> **WHAT THE EXERCISE ASKS**:
Please revise the material from the line that has "Task: If you could identify the short" through the line that has "point(319, 211)", changing "thankful" to "grateful" and leaving everything else as it is; give back only those lines.

** BEGIN THE INPUT **

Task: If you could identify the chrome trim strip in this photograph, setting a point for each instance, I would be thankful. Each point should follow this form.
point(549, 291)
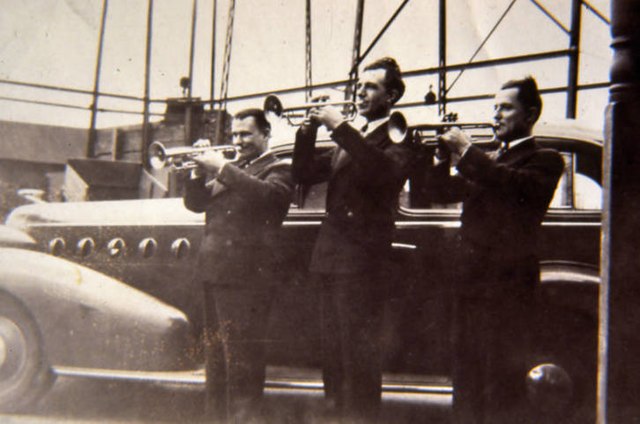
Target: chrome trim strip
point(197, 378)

** END THE INPUT **
** BEGIN THE INPUT **

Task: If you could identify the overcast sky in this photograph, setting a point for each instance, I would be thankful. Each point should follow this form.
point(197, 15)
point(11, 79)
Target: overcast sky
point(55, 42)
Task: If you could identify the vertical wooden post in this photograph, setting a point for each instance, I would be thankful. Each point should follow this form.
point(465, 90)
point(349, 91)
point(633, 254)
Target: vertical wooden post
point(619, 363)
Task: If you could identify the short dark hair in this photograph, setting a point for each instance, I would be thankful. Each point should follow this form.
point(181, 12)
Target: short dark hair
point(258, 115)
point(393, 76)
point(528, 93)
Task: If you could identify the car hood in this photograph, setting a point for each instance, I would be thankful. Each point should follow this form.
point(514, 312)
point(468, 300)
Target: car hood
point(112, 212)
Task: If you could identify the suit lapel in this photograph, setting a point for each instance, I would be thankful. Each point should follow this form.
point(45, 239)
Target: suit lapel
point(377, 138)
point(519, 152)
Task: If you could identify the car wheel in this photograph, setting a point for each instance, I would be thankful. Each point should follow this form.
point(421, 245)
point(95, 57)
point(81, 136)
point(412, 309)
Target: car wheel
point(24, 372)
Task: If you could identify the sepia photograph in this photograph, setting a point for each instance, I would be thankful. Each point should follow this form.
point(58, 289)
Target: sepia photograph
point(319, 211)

** END THE INPUT **
** BEGIN THE INPUT **

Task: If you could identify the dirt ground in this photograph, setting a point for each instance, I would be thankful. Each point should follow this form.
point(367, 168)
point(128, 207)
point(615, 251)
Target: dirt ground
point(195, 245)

** END THE INPUT **

> **RESULT OF THE TASK**:
Task: If you could identify the short dark hair in this photograph, setting a point for each instance, I would be grateful. Each point should follow this form.
point(181, 12)
Target: short dark hair
point(258, 115)
point(393, 76)
point(528, 93)
Task: If you could identify the car hood in this photograph, setting a point for each instance, I would be grateful. Each point should follow this form.
point(514, 312)
point(468, 300)
Target: car hood
point(112, 212)
Task: If you could identify the suit lapel in this photograph, setting a point for each instance, I would be grateful. Each point should follow this form.
point(45, 239)
Target: suit lapel
point(377, 138)
point(519, 152)
Task: If you could identify the car wheel in this photograph, setting a point for each instance, I would be grateful. Each point should follow this form.
point(421, 245)
point(95, 57)
point(81, 136)
point(412, 309)
Target: car wheel
point(24, 372)
Task: If you could identify the sepia photograph in this photograph, setting a point for each instance, I would be grateful. Each point should follow this form.
point(58, 289)
Target: sepia photograph
point(319, 211)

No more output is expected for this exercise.